* **Required action**: Print every line of the data exactly as shown.

* **Material provided**:
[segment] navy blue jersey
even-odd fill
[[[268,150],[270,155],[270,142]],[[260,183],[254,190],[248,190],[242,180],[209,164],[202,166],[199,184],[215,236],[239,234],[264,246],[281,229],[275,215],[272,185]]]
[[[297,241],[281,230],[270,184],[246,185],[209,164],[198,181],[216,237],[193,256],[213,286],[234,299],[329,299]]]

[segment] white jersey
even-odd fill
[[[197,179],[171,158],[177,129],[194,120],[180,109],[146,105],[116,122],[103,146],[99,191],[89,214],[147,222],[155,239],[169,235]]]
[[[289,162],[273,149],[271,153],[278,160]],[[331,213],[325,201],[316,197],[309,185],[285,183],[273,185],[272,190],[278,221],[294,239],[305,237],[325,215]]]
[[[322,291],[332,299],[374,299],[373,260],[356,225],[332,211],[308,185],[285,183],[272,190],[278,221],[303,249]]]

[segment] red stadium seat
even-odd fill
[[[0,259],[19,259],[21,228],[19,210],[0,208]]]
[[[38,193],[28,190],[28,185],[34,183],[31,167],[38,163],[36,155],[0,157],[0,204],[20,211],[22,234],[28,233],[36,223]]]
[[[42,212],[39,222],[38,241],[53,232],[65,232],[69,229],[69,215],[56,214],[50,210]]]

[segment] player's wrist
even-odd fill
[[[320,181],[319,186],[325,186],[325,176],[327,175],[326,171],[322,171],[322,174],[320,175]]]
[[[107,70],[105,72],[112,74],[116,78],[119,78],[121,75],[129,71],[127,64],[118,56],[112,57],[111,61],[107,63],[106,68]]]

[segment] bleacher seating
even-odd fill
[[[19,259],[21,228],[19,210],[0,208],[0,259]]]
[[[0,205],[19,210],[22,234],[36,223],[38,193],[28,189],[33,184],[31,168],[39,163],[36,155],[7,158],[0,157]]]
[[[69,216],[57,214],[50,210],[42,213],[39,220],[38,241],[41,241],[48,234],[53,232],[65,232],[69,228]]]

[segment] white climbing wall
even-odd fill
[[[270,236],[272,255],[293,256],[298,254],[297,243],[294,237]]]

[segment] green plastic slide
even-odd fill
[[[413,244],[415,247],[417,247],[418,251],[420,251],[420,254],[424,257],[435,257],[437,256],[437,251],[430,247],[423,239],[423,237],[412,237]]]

* **Result**:
[segment] navy blue jersey
even-odd fill
[[[268,150],[270,155],[270,142]],[[260,183],[254,190],[248,190],[242,180],[209,164],[202,166],[199,184],[215,236],[239,234],[264,246],[281,229],[275,215],[272,185]]]
[[[297,241],[281,230],[270,184],[246,185],[209,164],[198,181],[216,237],[193,256],[213,286],[234,299],[329,299]]]

[segment] white jersey
even-odd fill
[[[197,179],[171,158],[177,129],[194,120],[180,109],[146,105],[116,122],[103,146],[99,191],[89,214],[147,222],[155,239],[169,235]]]
[[[289,162],[273,149],[271,153],[278,160]],[[331,213],[325,201],[316,197],[309,185],[285,183],[273,185],[272,190],[278,221],[294,239],[305,237],[325,215]]]
[[[322,291],[332,299],[374,299],[373,260],[356,225],[332,211],[308,185],[285,183],[272,190],[278,221],[303,249]]]

[segment] red stadium seat
even-odd fill
[[[0,259],[19,259],[21,228],[19,210],[0,208]]]
[[[38,193],[28,190],[28,185],[34,183],[31,167],[38,163],[36,155],[0,157],[0,204],[20,211],[22,234],[28,233],[36,223]]]
[[[42,212],[39,222],[38,241],[53,232],[65,232],[69,229],[69,215],[56,214],[50,210]]]

[segment] player's wrist
even-odd fill
[[[320,181],[319,186],[325,186],[325,176],[327,175],[326,171],[322,171],[322,174],[320,175]]]
[[[107,70],[105,72],[112,74],[116,78],[119,78],[121,75],[129,71],[127,64],[118,56],[112,57],[111,61],[107,63],[106,68]]]

[segment] bleacher seating
even-odd fill
[[[19,259],[21,228],[19,210],[0,208],[0,259]]]
[[[0,205],[19,210],[22,234],[36,223],[38,193],[28,189],[33,184],[31,168],[39,163],[36,155],[7,158],[0,157]]]
[[[69,216],[57,214],[50,210],[42,213],[39,220],[38,241],[41,241],[48,234],[53,232],[65,232],[69,228]]]

[segment] white climbing wall
even-odd fill
[[[270,236],[272,255],[293,256],[298,254],[297,243],[294,237]]]

[segment] green plastic slide
even-odd fill
[[[413,244],[415,247],[417,247],[418,251],[420,251],[420,254],[424,257],[435,257],[437,256],[437,251],[430,247],[423,239],[423,237],[412,237]]]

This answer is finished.